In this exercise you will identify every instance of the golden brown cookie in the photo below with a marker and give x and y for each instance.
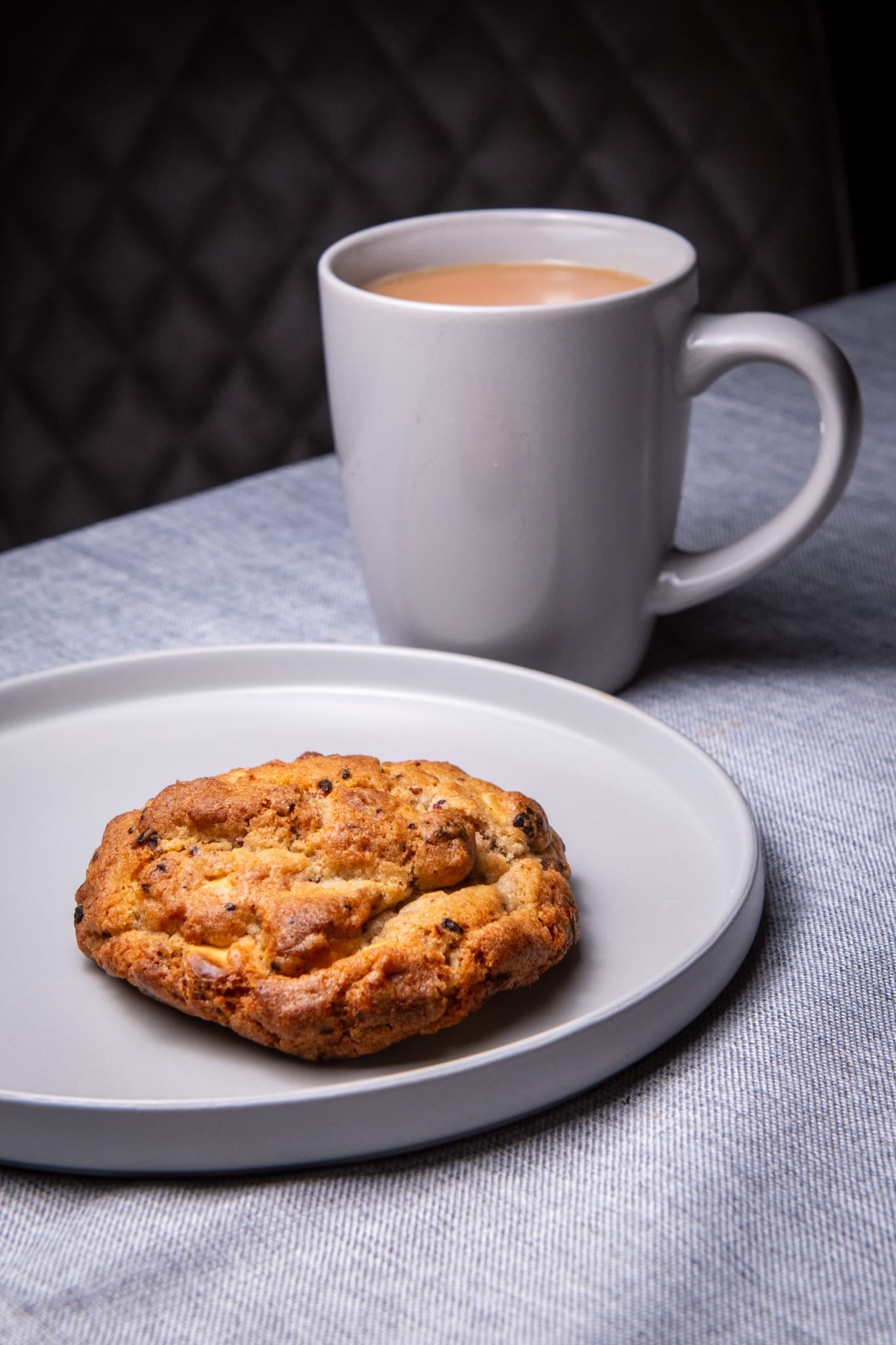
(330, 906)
◆ ◆ ◆
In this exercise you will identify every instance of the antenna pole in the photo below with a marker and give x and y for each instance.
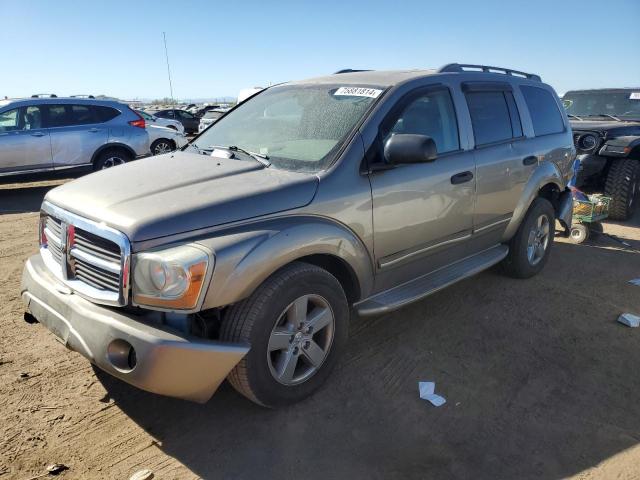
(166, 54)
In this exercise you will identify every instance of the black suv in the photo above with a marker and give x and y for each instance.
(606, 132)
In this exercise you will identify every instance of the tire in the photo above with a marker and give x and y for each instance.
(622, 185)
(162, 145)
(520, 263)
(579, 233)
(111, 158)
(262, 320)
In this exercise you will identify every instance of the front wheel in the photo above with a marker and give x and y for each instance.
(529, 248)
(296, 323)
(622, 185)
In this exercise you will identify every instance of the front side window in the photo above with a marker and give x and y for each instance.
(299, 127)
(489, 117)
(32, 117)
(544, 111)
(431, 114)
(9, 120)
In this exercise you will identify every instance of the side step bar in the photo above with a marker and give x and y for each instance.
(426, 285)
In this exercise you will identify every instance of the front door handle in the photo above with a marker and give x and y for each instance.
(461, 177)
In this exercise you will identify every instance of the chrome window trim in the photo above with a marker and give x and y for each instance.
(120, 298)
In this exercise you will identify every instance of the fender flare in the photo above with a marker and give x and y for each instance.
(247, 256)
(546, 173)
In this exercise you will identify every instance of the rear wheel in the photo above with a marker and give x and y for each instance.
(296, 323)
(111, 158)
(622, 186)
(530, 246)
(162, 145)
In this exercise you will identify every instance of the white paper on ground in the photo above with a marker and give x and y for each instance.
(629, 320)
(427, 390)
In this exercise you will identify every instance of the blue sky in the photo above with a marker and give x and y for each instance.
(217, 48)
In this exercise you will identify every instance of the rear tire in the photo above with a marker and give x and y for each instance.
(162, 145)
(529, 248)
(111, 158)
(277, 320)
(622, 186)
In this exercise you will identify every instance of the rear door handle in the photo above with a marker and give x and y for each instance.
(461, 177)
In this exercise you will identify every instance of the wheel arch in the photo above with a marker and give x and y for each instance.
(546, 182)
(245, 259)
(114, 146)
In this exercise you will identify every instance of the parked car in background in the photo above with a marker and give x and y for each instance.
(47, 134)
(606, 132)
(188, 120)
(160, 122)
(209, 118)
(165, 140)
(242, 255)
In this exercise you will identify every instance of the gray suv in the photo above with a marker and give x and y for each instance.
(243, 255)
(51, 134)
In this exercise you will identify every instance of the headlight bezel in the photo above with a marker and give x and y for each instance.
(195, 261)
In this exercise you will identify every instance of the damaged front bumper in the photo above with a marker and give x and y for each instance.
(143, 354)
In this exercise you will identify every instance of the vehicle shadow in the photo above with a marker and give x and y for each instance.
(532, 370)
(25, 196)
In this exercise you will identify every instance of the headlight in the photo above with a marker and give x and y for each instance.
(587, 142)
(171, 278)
◆ ◆ ◆
## [What you will do]
Pull out every line above that contains the string "side". Case counts.

## [Correct output]
In this exercise you will identify every instance of the front side window in the photo above with a marker and give x and y for each instance.
In this exercise you will identify every instance of the side step bar in the photo above with a marker and give x and y for each instance.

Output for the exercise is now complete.